▶ _EXERCICES À FAIRE_
A. Dans l'extrait sur les requêtes de recherche, quel mot-clef de Google limite la recherche aux pages d'un seul site ?
B. Reproduisez le passage de l'extrait sur les requêtes de recherche situé entre « Quatrième constat: certains » et « de la recherche. », bornes comprises.
C. Présentez sous forme de liste le paragraphe de l'extrait sur les requêtes de recherche qui commence par « Là où le programmateur », en gardant ses faits principaux.

▶ _EXTRAIT DU DOCUMENT_

* * *

Le pattern de recherche de l'internaute commence à se préciser: au moment où il rajoute "quebec" comme cinquième et dernier terme, nous sommes alors en mesure d' ébaucher une hypothèse pour expliquer le mobile de ce massacre.
En tapant "fido cellulaire", l'internaute effectuait, en fait, un choix de "banque de données" ( de "catalogue" comme l'on disait avant) : "Je circonscris ma requête au site de Fido")
En tapant "promotion" et "abonnement" , l'internaute effectuait la requête proprement dite. Mais un peu à la manière d'une navigation dans un répertoire et un sous-répertoire : desktop/promotion/abonnement.
Quatrième constat: certains internautes utilisent le moteur de recherche comme un outil de navigation, c'est-à-dire de façon hiérarchique ou de façon "sérendipitiesque". La relation entre l'usager et l'information se fait alors sous un mode de cache-cache : il faut croire que l'usager ne sait pas ce qu'il cherche...même s'il connaît les termes de la recherche.
En tapant "quebec" (notez l'absence d'accent - l'internaute perçoit le moteur comme anglophone; ou il sait que les accents ne sont pas pris en compte par Google), l'internaute, en fait, ajoute un critère de limite ("limitez la recherche aux promotions d'abonnement disponibles au Québec").
Cinquième constat: les internautes, s'il ne comprennent rien à la classification Dewey, possèdent une certaine forme d'intuition sur l'architecture de l'information. Mais la notion du "général au particulier" n'est pas la même du point de vue cybernétique que du point de vue humain.
Là où le programmateur aurait dit : quelle province? (Québec) / quelle service? (abonnement) / quel type? (promotion), l'humain pense l'inverse : mon intérêt (promotion) / ce que je veux (abonnement) / où (Québec). Ce dernier point n'est explicite que par ce que la machine le lui demande : l'humain se perçoit toujours ici et maintenant.
Récapitulons la requête : "Dans la base de donnée de la compagnie Fido, affichez les promotions pour les abonnements, limitées au Québec seulement".
Si ce n'est pas une requête typique pour un web sémantique, je me demande alors qu'est ce que c'est!
Ce que Google doit faire pour répondre aujourd'hui à cet internaute "en avance sur son temps", c'est de sortir de leur lab une sorte de "Google Drill Down beta", un moteur qui réordonne les requêtes pour permettre de chercher par palier :
Did you mean to explore fido.ca web site?
Ensuite Google réinterprète la requête ainsi "site:fido.ca promotion abonnement quebec" (notez le mot-clef "site:", c'est une fonction avancée de Google pour limiter la recherche aux pages d'un site seulement).

* * *

Fiches d'annotation par contours:

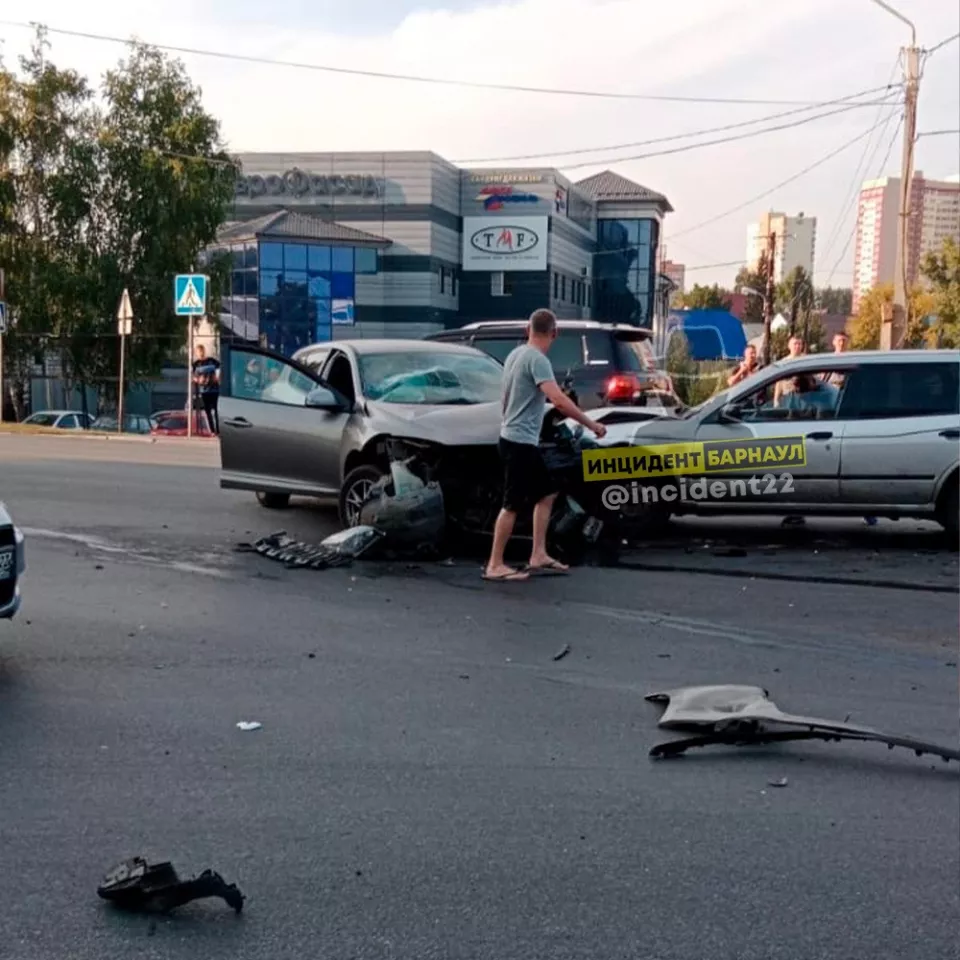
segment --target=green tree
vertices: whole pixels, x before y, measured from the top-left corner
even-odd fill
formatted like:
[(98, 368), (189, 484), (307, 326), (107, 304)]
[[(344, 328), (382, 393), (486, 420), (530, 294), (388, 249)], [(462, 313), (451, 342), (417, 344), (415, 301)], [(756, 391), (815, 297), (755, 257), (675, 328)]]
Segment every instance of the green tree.
[(936, 320), (926, 329), (930, 346), (960, 346), (960, 246), (947, 237), (939, 251), (931, 251), (920, 264), (930, 287), (932, 313)]
[(853, 312), (853, 290), (849, 287), (823, 287), (817, 291), (816, 308), (824, 313), (850, 316)]
[[(17, 199), (0, 256), (21, 338), (32, 335), (36, 349), (38, 335), (51, 335), (73, 381), (112, 395), (123, 289), (136, 316), (129, 375), (156, 375), (186, 339), (173, 275), (215, 239), (236, 165), (179, 61), (131, 45), (95, 104), (86, 81), (49, 63), (46, 47), (38, 31), (22, 78), (4, 78), (14, 91)], [(225, 271), (218, 262), (208, 272), (215, 316)]]
[[(766, 259), (760, 261), (758, 270), (741, 267), (735, 282), (737, 290), (747, 295), (743, 310), (743, 322), (763, 323), (762, 294), (767, 289)], [(753, 291), (759, 291), (759, 293)]]
[(782, 283), (777, 285), (775, 309), (790, 321), (790, 333), (809, 328), (813, 310), (813, 281), (803, 267), (794, 267)]
[(690, 310), (729, 310), (730, 294), (716, 283), (712, 287), (696, 283), (679, 297), (679, 302)]
[[(883, 324), (883, 307), (893, 303), (893, 284), (883, 283), (868, 290), (861, 298), (857, 315), (850, 324), (850, 348), (852, 350), (878, 350), (880, 328)], [(933, 297), (915, 287), (910, 292), (910, 321), (903, 346), (923, 346), (927, 330), (924, 318), (933, 311)]]

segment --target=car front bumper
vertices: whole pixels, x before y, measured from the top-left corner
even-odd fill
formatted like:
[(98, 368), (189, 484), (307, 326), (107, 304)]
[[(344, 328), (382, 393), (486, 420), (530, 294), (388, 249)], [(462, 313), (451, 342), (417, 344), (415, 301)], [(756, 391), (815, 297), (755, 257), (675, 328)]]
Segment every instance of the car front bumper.
[[(8, 532), (0, 528), (0, 534)], [(24, 536), (16, 527), (12, 528), (13, 543), (9, 543), (9, 535), (3, 538), (0, 553), (11, 555), (9, 561), (12, 577), (0, 580), (0, 620), (12, 620), (20, 609), (20, 581), (27, 569), (27, 555)], [(5, 561), (6, 562), (6, 561)]]

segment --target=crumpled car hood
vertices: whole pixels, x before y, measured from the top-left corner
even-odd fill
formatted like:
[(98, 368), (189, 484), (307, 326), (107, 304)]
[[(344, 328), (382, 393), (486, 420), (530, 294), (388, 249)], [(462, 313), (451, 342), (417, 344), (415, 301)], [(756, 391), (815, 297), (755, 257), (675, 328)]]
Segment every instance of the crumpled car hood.
[(745, 746), (788, 740), (869, 740), (887, 747), (904, 747), (917, 756), (932, 753), (944, 761), (960, 760), (960, 750), (913, 737), (894, 736), (872, 727), (784, 713), (762, 687), (720, 685), (680, 687), (651, 693), (651, 703), (665, 703), (659, 726), (701, 734), (690, 740), (654, 747), (654, 757), (676, 756), (690, 747), (710, 744)]
[(374, 433), (429, 440), (445, 445), (495, 445), (500, 436), (500, 404), (430, 406), (368, 401)]

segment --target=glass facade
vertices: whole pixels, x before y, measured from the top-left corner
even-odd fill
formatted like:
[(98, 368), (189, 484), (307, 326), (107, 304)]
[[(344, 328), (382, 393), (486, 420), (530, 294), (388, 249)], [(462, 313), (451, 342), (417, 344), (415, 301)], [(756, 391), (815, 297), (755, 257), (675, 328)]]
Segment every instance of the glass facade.
[(261, 240), (214, 253), (231, 257), (223, 309), (243, 321), (232, 324), (235, 333), (285, 356), (333, 339), (336, 324), (352, 324), (356, 278), (379, 268), (367, 247)]
[(653, 325), (657, 288), (656, 220), (598, 220), (593, 259), (593, 318)]

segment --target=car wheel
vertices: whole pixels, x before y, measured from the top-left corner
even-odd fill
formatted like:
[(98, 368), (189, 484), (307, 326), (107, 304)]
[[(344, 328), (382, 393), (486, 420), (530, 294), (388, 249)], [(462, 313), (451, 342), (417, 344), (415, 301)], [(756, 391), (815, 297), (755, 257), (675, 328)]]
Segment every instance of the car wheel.
[(940, 525), (947, 531), (950, 545), (956, 547), (960, 541), (960, 478), (953, 477), (949, 488), (944, 491), (940, 504)]
[(266, 507), (267, 510), (285, 510), (290, 506), (289, 493), (264, 493), (261, 491), (257, 494), (257, 499), (260, 501), (260, 506)]
[(340, 524), (343, 527), (360, 525), (360, 509), (370, 491), (383, 479), (383, 471), (372, 463), (351, 470), (340, 488)]

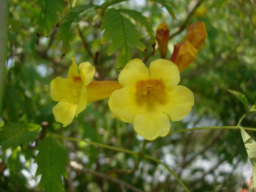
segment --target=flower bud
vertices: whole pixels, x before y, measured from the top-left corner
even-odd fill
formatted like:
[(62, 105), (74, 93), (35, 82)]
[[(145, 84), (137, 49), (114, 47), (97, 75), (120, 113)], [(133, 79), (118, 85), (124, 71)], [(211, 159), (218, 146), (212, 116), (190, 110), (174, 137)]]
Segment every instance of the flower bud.
[(204, 23), (198, 21), (188, 26), (188, 30), (183, 41), (188, 41), (198, 50), (207, 37)]
[(156, 37), (162, 59), (165, 59), (166, 58), (169, 33), (167, 24), (164, 22), (159, 25), (156, 29)]
[(178, 66), (180, 73), (194, 61), (198, 51), (189, 41), (186, 40), (174, 45), (170, 60)]

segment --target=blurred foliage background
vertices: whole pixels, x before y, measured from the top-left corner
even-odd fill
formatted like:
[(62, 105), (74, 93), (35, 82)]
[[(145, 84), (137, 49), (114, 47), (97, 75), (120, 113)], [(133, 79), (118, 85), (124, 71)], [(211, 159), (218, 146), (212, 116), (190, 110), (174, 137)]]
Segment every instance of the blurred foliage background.
[[(170, 1), (176, 20), (159, 4), (150, 1), (125, 1), (113, 6), (142, 13), (155, 31), (164, 21), (167, 23), (171, 34), (179, 27), (180, 31), (169, 41), (168, 59), (174, 45), (182, 41), (187, 26), (198, 21), (205, 22), (208, 36), (194, 63), (181, 74), (180, 84), (192, 91), (195, 105), (189, 114), (181, 121), (171, 123), (171, 130), (236, 125), (244, 109), (228, 90), (243, 93), (251, 105), (256, 100), (256, 2)], [(77, 0), (76, 5), (103, 2)], [(37, 27), (33, 25), (40, 9), (31, 7), (33, 3), (29, 0), (8, 1), (9, 47), (0, 122), (40, 124), (47, 121), (53, 132), (139, 151), (143, 138), (134, 131), (132, 125), (114, 118), (109, 110), (107, 99), (89, 104), (66, 127), (55, 121), (52, 109), (56, 102), (50, 97), (50, 83), (57, 76), (67, 77), (71, 58), (74, 56), (78, 63), (87, 61), (93, 64), (95, 80), (117, 80), (120, 72), (116, 67), (117, 55), (107, 56), (109, 43), (101, 46), (100, 18), (93, 20), (94, 11), (75, 27), (71, 50), (62, 58), (62, 42), (57, 38), (58, 28), (53, 29), (48, 38), (40, 37), (39, 48), (36, 44)], [(139, 24), (137, 27), (146, 37), (144, 28)], [(161, 58), (157, 50), (152, 55), (149, 39), (141, 40), (147, 52), (132, 49), (132, 58), (139, 58), (148, 65)], [(97, 62), (91, 53), (97, 55)], [(242, 124), (256, 127), (255, 115), (247, 116)], [(255, 133), (249, 133), (256, 137)], [(63, 181), (66, 191), (133, 191), (129, 187), (125, 188), (122, 180), (146, 192), (184, 191), (161, 166), (143, 160), (135, 174), (129, 175), (123, 170), (132, 168), (137, 160), (136, 157), (84, 143), (66, 141), (64, 144), (71, 162), (67, 166), (68, 179)], [(164, 162), (191, 191), (249, 191), (242, 189), (250, 185), (251, 172), (239, 130), (173, 134), (149, 144), (146, 153)], [(4, 153), (0, 150), (0, 191), (36, 191), (40, 179), (35, 176), (37, 165), (33, 162), (36, 154), (29, 148), (22, 151), (18, 148)]]

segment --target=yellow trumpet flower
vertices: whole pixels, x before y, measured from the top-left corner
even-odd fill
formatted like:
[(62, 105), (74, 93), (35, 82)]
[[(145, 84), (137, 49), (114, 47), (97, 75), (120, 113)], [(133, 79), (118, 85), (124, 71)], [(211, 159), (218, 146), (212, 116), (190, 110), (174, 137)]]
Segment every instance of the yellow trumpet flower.
[(110, 98), (110, 110), (121, 120), (133, 123), (135, 131), (148, 140), (166, 135), (169, 119), (180, 121), (194, 104), (192, 92), (177, 85), (179, 73), (170, 61), (155, 61), (148, 70), (140, 60), (133, 59), (121, 72), (118, 81), (123, 88)]
[(56, 121), (66, 127), (74, 116), (86, 108), (87, 104), (109, 97), (122, 87), (118, 82), (111, 81), (92, 81), (94, 67), (88, 62), (80, 64), (80, 74), (75, 58), (69, 68), (67, 78), (57, 77), (51, 83), (51, 97), (59, 102), (52, 108)]

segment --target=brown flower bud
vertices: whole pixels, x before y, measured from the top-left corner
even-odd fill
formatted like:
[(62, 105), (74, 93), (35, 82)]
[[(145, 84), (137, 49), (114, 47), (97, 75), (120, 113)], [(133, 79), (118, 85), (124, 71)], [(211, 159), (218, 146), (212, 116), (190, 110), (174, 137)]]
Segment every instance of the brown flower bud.
[(188, 41), (197, 50), (207, 37), (204, 23), (198, 21), (188, 26), (188, 30), (183, 41)]
[(156, 37), (162, 59), (165, 59), (166, 58), (169, 33), (170, 30), (167, 24), (164, 22), (158, 25), (156, 29)]
[(174, 45), (173, 52), (170, 60), (178, 66), (180, 73), (194, 61), (198, 51), (189, 41), (185, 41)]

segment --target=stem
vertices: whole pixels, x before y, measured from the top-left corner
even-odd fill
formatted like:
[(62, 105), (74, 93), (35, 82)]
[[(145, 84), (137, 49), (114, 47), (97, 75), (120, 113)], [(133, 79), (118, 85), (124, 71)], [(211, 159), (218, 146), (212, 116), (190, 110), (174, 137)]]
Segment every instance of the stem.
[(59, 138), (60, 138), (62, 139), (66, 139), (68, 140), (69, 140), (70, 141), (76, 141), (78, 142), (84, 142), (90, 145), (96, 145), (96, 146), (99, 146), (99, 147), (103, 147), (103, 148), (105, 148), (107, 149), (110, 149), (112, 150), (114, 150), (114, 151), (120, 151), (121, 152), (123, 152), (124, 153), (126, 153), (131, 154), (131, 155), (138, 155), (139, 154), (139, 153), (138, 152), (133, 151), (131, 150), (118, 148), (118, 147), (115, 147), (110, 146), (109, 145), (105, 145), (105, 144), (102, 144), (102, 143), (97, 143), (97, 142), (94, 142), (93, 141), (87, 141), (87, 140), (84, 140), (82, 139), (77, 139), (76, 138), (74, 138), (73, 137), (66, 137), (65, 136), (62, 136), (62, 135), (58, 135), (57, 134), (55, 134), (55, 133), (51, 133), (51, 134), (52, 135), (54, 135), (56, 137), (58, 137)]
[[(95, 62), (95, 58), (94, 56), (93, 56), (93, 54), (92, 54), (92, 52), (91, 51), (91, 49), (90, 49), (90, 46), (89, 44), (86, 41), (85, 38), (83, 34), (83, 33), (81, 31), (81, 30), (79, 27), (79, 26), (78, 25), (77, 26), (77, 28), (79, 36), (80, 36), (80, 38), (81, 38), (81, 39), (82, 40), (83, 47), (85, 48), (85, 49), (86, 50), (87, 52), (88, 53), (88, 54), (89, 54), (89, 56), (91, 58), (93, 62)], [(94, 64), (95, 64), (95, 63)]]
[[(246, 130), (249, 130), (256, 131), (256, 128), (250, 127), (243, 127)], [(171, 131), (169, 132), (167, 135), (170, 135), (173, 134), (179, 133), (186, 132), (187, 131), (194, 131), (205, 130), (208, 129), (240, 129), (240, 126), (215, 126), (212, 127), (196, 127), (191, 129), (182, 129)]]
[(68, 0), (68, 4), (69, 5), (69, 9), (71, 9), (72, 8), (72, 4), (71, 3), (71, 0)]
[[(58, 137), (59, 138), (60, 138), (64, 139), (66, 139), (68, 140), (69, 140), (70, 141), (76, 141), (77, 142), (84, 142), (84, 143), (90, 145), (96, 145), (98, 146), (99, 147), (101, 147), (104, 148), (106, 148), (112, 150), (117, 151), (120, 151), (120, 152), (123, 152), (124, 153), (128, 153), (132, 155), (140, 155), (140, 154), (141, 154), (141, 153), (139, 153), (138, 152), (133, 151), (129, 150), (122, 149), (120, 148), (118, 148), (118, 147), (115, 147), (110, 146), (107, 145), (105, 145), (105, 144), (99, 143), (96, 142), (94, 142), (92, 141), (90, 141), (84, 140), (82, 139), (77, 139), (76, 138), (70, 137), (66, 137), (65, 136), (62, 136), (62, 135), (58, 135), (57, 134), (52, 133), (51, 133), (51, 134), (54, 135), (54, 136), (56, 137)], [(147, 143), (147, 142), (148, 142), (148, 141), (147, 141), (146, 142), (145, 141), (146, 141), (146, 140), (144, 141), (144, 142), (143, 142), (143, 146), (144, 146), (144, 147), (143, 147), (143, 146), (142, 146), (142, 151), (143, 151), (142, 150), (143, 149), (143, 148), (145, 148), (145, 147), (146, 146), (146, 145)], [(145, 151), (145, 148), (144, 148), (143, 150), (144, 151)], [(183, 183), (182, 181), (180, 180), (180, 178), (179, 178), (177, 176), (174, 172), (172, 170), (172, 169), (170, 169), (167, 165), (163, 163), (161, 161), (158, 160), (158, 159), (155, 158), (154, 157), (151, 157), (151, 156), (149, 155), (143, 155), (142, 158), (143, 158), (143, 157), (145, 159), (151, 160), (153, 161), (154, 161), (157, 163), (161, 164), (164, 167), (166, 168), (166, 169), (168, 170), (168, 171), (169, 171), (171, 174), (174, 176), (174, 177), (175, 177), (175, 178), (178, 181), (178, 182), (180, 183), (180, 184), (181, 186), (184, 188), (186, 190), (186, 191), (187, 192), (190, 192), (189, 190), (187, 188), (187, 187), (186, 187), (186, 185), (185, 185), (185, 184)]]
[(168, 170), (168, 171), (176, 179), (178, 182), (179, 183), (179, 184), (180, 184), (182, 187), (183, 187), (185, 190), (186, 190), (186, 191), (187, 192), (190, 192), (189, 190), (187, 188), (186, 186), (185, 185), (185, 184), (184, 184), (183, 182), (180, 179), (176, 174), (172, 170), (170, 169), (169, 167), (168, 167), (167, 165), (166, 164), (165, 164), (164, 163), (163, 163), (161, 161), (158, 160), (157, 159), (155, 159), (154, 157), (151, 157), (149, 155), (145, 155), (144, 156), (144, 158), (146, 159), (149, 159), (150, 160), (151, 160), (152, 161), (154, 161), (156, 163), (158, 163), (159, 164), (161, 164), (162, 165), (163, 165), (164, 167), (166, 168), (166, 169)]
[(1, 1), (0, 6), (0, 116), (2, 114), (2, 99), (4, 90), (5, 66), (8, 50), (7, 37), (8, 33), (8, 1)]
[(144, 157), (145, 154), (145, 150), (146, 149), (146, 146), (147, 145), (147, 144), (149, 142), (146, 139), (144, 140), (143, 142), (143, 144), (142, 145), (142, 148), (141, 148), (141, 152), (140, 153), (140, 154), (139, 154), (139, 158), (138, 160), (138, 162), (137, 162), (136, 165), (134, 166), (134, 168), (132, 172), (132, 173), (134, 173), (136, 171), (136, 170), (138, 169), (138, 168), (139, 167), (139, 165), (140, 164), (140, 163), (141, 162), (141, 160), (142, 160), (142, 159), (143, 158), (143, 157)]
[(246, 114), (245, 114), (241, 118), (241, 119), (240, 119), (240, 120), (239, 121), (239, 122), (238, 122), (238, 124), (237, 124), (237, 126), (240, 126), (240, 125), (241, 124), (241, 123), (242, 122), (242, 121), (243, 119), (245, 117), (245, 116), (246, 116)]

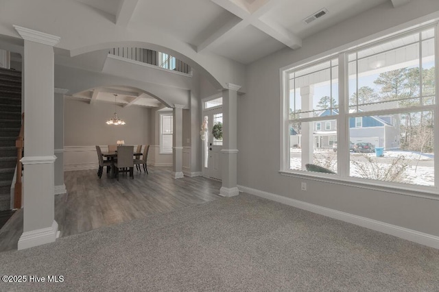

* * *

▶ _CORRIGÉ DES EXERCICES_
A. Le mot-clef « site: ».

B.
Quatrième constat: certains internautes utilisent le moteur de recherche comme un outil de navigation, c'est-à-dire de façon hiérarchique ou de façon "sérendipitiesque". La relation entre l'usager et l'information se fait alors sous un mode de cache-cache : il faut croire que l'usager ne sait pas ce qu'il cherche...même s'il connaît les termes de la recherche.

C.
- Le programmateur aurait demandé : quelle province (Québec), quel service (abonnement), quel type (promotion).
- L'humain pense dans l'ordre inverse : son intérêt (promotion), ce qu'il veut (abonnement), où (Québec).
- Le lieu n'est explicite que parce que la machine le demande : l'humain se perçoit toujours ici et maintenant.